§ Document excerpt:
Discussion in 'Off Topic Hot Rods & Customs' started by 29tons, Jan 21, 2021.

  1. HJmaniac
    Joined: Jun 11, 2006
    Posts: 5,388

    HJmaniac
    Member

  2. Homer41
    Joined: Nov 19, 2019
    Posts: 103

    Homer41

    My friend just called me and told me the shipment just arrived so I will see it tomorrow. Dave
     
  3. Homer41
    Joined: Nov 19, 2019
    Posts: 103

    Homer41

    I started out like the guy on stainless for dummies did by using the anvil part of my voice but on my vice there are swirl machine marks and that put those same swirls on the stainless. Then I got a piece of hardwood and cut it to the shape I needed, put it in my vice and went to work. I basically did about what the video showed. It has been about 6-8 months since I did this so I don't remember exact procedure. Your results may very!
     
  4. 29tons
    Joined: Aug 24, 2016
    Posts: 76

    29tons
    Member

    I had an idea on repairing some of the stainless. My stainless is flat side to side and curved top to bottom. So I was wondering if I had a bead roller with to flat wheels close together could I roll out some of the dings and dents in the stainless? If anyone knows the answer let me know. I know it won’t work for everyone. But just trying to come up with ideas
     
  5. wetskier2000
    Joined: Jul 11, 2011
    Posts: 1,828

    wetskier2000
    ALLIANCE MEMBER
    from NH

    I tried this with skateboard wheels in the bead roller... it didn't seem to do much...
     
  6. Homer41
    Joined: Nov 19, 2019
    Posts: 103

    Homer41

    I got all of my chromed stuff back, the big hood emblem for the COE cost me 325$ and it is stunning!

§ Collected data:
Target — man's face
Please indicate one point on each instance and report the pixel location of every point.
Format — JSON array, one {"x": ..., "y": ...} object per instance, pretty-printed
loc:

§ Objective A: Can you extract, word for word, the passage of the stainless trim forum thread that opens with the words containing "I tried this" and closes with "it is stunning!"?
§ Objective B: Could you write what comes next in the stainless trim forum thread, starting after its last post?

§ Written answer A:
I tried this with skateboard wheels in the bead roller... it didn't seem to do much...
     
  6. Homer41
    Joined: Nov 19, 2019
    Posts: 103

    Homer41

    I got all of my chromed stuff back, the big hood emblem for the COE cost me 325$ and it is stunning!

§ Written answer B:
    HJmaniac likes this.
  7. 29tons
    Joined: Aug 24, 2016
    Posts: 76

    29tons
    Member

    They itemized everything on my grill they want 450 to fix my name plate. He also sent picture of each bar with a price some are much worse than others and the price is close to or simaler to the ones that dont need much work. It dose not make sense to me when you see the parts side by side.
     
    Last edited: May 7, 2021
  8. Have you looked into having the grill chromed? That's not cheap either, but may be doable?
    I got an estimate of $2,000 from Ogden Utah Chroming to do the grill on my 1939. I was told that the biggest cost would be putting it back together after chroming all those pieces. That includes them having a shipper coming to my home to picking it up, & delivering it back to me once completed. But of-coarse once they have it, who knows if the price will change? An estimate is only an estimate...
     
    Last edited: May 18, 2021
  9. Nice to see your photo up-dates. How well will the cab/floor miss tilting over your radiator? My hinges are lower so I had to lay my radiator down to totally miss the firewall when it tilts.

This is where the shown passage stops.